> **CONSIGNE DONNÉE 1**
D'après l'extrait fourni, quelle somme Hydro-Québec paierait-elle à Newfoundland and Labrador Hydro pour les droits de codéveloppement de deux nouveaux projets sur le fleuve Churchill ?

____ EXTRAIT FOURNI

Les observateurs du secteur de l'énergie à Terre-Neuve-et-Labrador exhortent le gouvernement provincial à reconsidérer avec prudence l'accord de principe annoncé la semaine dernière avec le Québec, qui promet de rapporter des centaines de milliards de dollars à la province atlantique.
Cet accord devrait être examiné de manière indépendante pour déterminer s'il est équitable pour Terre-Neuve-et-Labrador et s'il offre le meilleur rendement pour la province, a estimé Ron Penney lors d'une entrevue mardi. Ancien fonctionnaire, M. Penney a dirigé un groupe de citoyens inquiets qui s'opposaient au désastreux projet hydroélectrique de Muskrat Falls, pour lequel la province est toujours lourdement endettée.
«Le processus a été vraiment précipité», a soutenu M. Penney, faisant référence à l'accord récemment annoncé entre les deux provinces. «Je veux que la régie des services publics s'en occupe, dès les premières étapes.»
«Soyons réalistes, c'est un projet pour le Québec», a-t-il ajouté.
Le Québec et Terre-Neuve-et-Labrador sont en conflit sur le plan de l'énergie depuis 1969, lorsque les provinces ont signé une entente permettant à Hydro-Québec de récolter la part du lion des profits de l'électricité produite à la centrale hydroélectrique de Churchill Falls, au Labrador.
Jeudi dernier, après plus d'un an de négociations, le premier ministre de Terre-Neuve-et-Labrador, Andrew Furey, a littéralement déchiré une copie de ce contrat lors d'une conférence de presse à Saint-Jean de Terre-Neuve et a annoncé la nouvelle entente avec le premier ministre François Legault.
Si l'accord est ratifié par les deux provinces, Hydro-Québec commencerait à payer plus cher l'énergie de Churchill Falls et paierait à Newfoundland and Labrador Hydro 3,5 milliards $ pour les droits de codéveloppement de deux nouveaux projets sur le fleuve Churchill, ont détaillé des responsables.

________

> **CONSIGNE DONNÉE 2**
Montrez, s'il vous plaît, chaque ligne du listing ci-dessous qui contient le mot «terracotta». La casse compte.

____ DONNÉES FOURNIES

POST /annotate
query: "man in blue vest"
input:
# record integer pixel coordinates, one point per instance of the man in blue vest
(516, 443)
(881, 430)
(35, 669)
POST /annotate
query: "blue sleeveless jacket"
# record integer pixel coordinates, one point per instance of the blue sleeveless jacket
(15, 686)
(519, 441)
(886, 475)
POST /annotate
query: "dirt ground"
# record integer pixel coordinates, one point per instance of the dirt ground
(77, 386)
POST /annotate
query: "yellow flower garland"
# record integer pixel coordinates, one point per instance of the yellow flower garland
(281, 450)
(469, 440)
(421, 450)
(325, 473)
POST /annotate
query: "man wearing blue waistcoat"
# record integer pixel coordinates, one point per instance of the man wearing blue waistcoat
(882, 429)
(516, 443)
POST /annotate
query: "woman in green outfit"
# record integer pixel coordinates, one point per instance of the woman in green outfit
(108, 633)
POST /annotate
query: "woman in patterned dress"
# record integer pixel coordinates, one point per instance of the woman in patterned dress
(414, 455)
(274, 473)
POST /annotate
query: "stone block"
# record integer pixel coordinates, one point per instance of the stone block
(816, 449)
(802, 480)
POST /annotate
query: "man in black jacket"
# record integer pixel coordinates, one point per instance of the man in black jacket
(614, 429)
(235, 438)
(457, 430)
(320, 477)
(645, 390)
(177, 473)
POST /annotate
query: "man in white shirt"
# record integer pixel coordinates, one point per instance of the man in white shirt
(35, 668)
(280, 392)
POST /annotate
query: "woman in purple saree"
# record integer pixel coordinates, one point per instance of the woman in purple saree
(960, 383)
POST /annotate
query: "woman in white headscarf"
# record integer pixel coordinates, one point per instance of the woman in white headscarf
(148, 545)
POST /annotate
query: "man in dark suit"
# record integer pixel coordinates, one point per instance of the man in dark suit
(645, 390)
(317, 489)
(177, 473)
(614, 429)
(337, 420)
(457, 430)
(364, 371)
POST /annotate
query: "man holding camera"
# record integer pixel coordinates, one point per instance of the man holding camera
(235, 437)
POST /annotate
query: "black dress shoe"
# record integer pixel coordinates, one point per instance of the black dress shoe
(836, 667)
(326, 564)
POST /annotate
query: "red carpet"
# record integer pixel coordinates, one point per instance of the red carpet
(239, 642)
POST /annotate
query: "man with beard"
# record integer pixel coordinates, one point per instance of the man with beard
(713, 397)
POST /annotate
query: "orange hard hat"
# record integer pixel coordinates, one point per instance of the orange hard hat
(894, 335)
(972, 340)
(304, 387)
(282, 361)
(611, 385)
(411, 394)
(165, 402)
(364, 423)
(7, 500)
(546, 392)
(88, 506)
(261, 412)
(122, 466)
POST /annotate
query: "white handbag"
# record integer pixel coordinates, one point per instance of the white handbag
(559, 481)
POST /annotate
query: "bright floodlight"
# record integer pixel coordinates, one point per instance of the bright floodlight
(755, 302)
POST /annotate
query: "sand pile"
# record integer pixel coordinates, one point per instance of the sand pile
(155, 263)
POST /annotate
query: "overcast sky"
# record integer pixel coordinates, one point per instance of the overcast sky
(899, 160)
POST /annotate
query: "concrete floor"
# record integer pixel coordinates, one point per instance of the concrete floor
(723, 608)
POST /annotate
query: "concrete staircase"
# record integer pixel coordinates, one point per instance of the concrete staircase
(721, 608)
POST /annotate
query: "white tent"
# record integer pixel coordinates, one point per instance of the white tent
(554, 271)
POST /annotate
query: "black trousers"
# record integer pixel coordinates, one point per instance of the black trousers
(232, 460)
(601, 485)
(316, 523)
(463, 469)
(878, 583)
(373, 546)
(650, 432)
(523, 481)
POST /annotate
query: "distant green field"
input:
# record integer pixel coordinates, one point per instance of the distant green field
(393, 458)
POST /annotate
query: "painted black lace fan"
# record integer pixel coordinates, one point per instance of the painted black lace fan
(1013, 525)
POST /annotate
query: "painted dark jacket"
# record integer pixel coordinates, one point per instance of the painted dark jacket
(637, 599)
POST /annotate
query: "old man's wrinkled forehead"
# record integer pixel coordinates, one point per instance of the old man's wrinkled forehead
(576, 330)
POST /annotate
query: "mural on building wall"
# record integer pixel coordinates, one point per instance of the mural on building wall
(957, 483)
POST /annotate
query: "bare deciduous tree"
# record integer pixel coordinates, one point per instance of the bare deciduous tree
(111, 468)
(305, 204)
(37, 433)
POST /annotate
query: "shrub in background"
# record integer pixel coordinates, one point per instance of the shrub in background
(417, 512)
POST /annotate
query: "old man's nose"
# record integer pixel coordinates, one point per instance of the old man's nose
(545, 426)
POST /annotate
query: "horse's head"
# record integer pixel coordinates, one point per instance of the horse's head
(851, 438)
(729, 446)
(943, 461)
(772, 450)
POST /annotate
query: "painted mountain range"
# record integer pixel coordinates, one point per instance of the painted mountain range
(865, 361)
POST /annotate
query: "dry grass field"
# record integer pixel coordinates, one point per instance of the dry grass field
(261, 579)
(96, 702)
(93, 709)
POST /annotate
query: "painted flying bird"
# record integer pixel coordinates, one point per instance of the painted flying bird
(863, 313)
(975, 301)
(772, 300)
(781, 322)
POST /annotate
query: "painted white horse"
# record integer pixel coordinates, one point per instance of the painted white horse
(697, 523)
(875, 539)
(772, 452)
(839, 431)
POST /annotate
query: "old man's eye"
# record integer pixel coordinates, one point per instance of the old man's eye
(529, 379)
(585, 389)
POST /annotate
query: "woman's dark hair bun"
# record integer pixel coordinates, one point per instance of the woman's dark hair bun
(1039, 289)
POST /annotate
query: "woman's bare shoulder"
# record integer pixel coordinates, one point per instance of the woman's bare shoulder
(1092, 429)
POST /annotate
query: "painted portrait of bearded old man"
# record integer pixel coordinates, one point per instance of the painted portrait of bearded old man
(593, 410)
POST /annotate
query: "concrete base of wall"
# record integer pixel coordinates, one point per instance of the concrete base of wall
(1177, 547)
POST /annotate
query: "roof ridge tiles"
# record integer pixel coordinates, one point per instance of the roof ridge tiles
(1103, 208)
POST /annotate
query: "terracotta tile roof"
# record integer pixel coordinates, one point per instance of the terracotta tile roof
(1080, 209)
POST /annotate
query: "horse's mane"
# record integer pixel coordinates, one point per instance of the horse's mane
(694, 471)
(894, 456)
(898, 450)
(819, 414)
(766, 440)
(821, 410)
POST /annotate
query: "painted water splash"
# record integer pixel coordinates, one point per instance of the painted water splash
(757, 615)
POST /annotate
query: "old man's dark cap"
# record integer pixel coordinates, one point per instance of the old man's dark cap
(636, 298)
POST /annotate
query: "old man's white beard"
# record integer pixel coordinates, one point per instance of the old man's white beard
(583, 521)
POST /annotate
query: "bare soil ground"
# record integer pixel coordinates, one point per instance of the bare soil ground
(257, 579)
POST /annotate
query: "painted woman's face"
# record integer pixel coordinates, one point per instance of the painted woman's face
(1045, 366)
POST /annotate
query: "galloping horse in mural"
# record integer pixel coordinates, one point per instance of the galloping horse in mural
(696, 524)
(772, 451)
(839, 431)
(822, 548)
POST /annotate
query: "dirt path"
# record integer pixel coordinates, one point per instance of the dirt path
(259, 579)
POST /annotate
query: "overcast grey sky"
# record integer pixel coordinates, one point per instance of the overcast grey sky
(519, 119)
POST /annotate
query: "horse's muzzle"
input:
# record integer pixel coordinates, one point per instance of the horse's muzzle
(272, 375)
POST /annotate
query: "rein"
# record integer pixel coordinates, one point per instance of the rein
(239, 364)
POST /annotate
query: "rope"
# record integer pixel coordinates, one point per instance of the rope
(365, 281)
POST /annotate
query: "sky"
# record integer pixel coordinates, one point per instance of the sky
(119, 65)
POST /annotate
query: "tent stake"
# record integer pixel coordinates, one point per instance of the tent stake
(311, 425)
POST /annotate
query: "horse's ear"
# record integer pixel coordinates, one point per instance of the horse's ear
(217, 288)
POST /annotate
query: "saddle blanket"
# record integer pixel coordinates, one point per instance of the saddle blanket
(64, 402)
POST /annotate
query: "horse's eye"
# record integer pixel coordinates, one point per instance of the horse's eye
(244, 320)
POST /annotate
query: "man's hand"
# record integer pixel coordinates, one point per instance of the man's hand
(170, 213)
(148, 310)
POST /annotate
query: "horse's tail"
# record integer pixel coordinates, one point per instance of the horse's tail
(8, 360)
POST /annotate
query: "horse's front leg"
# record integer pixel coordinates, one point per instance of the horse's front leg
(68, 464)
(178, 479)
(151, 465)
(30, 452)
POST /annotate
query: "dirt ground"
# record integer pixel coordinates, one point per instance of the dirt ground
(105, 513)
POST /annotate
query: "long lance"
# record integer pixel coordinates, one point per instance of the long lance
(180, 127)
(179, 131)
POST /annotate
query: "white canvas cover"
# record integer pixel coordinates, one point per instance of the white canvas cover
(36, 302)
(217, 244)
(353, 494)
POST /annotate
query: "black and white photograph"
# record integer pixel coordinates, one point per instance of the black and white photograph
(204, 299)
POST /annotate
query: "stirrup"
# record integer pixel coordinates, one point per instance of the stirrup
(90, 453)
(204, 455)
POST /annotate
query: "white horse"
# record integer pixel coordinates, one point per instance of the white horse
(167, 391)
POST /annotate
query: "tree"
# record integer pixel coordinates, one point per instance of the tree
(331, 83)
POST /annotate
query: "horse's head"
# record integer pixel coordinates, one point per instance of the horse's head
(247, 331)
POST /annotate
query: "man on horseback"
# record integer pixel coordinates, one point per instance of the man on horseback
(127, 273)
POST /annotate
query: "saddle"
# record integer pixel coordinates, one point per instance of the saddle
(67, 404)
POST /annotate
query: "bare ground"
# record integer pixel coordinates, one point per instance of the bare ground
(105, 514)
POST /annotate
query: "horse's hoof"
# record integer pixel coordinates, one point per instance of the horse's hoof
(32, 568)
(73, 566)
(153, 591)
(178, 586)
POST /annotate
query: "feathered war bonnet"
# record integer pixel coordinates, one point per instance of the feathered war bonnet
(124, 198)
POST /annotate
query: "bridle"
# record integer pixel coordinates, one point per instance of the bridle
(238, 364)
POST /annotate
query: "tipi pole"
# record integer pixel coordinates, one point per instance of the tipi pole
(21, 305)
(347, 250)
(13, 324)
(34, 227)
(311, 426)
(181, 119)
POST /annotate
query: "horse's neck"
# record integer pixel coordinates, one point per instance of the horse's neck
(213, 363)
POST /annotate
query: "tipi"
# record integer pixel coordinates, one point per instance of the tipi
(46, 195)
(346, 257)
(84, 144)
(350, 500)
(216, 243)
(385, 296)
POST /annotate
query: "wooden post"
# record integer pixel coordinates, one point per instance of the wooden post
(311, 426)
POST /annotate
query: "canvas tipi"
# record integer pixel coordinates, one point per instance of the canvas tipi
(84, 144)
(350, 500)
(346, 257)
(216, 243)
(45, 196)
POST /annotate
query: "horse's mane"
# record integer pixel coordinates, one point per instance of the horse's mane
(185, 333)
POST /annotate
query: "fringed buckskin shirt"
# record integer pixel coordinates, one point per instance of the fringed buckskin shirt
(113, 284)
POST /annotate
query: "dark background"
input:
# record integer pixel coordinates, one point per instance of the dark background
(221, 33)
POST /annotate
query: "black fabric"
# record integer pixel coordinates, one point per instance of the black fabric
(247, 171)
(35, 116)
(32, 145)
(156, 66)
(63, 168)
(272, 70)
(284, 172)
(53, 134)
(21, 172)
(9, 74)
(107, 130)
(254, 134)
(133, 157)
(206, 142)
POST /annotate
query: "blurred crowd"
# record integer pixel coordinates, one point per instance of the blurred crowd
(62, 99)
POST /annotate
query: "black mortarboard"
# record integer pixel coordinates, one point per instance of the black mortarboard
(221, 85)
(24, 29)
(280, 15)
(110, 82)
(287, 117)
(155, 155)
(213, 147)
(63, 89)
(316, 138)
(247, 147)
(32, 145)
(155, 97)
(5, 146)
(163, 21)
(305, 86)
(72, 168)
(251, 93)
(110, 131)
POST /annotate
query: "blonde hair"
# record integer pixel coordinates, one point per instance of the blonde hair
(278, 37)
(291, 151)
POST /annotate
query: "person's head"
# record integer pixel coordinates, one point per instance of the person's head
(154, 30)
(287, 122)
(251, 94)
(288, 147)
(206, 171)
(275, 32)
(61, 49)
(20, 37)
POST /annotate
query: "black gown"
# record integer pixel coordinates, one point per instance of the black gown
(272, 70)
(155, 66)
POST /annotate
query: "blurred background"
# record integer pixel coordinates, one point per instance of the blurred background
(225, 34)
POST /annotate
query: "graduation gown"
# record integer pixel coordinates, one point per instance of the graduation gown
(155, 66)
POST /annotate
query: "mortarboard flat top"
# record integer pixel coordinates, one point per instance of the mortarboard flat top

________

> **SOLUTION COMPLÈTE 1**
3,5 milliards $.

> **SOLUTION COMPLÈTE 2**
query: "terracotta tile roof"
# record integer pixel coordinates, one point per instance of the terracotta tile roof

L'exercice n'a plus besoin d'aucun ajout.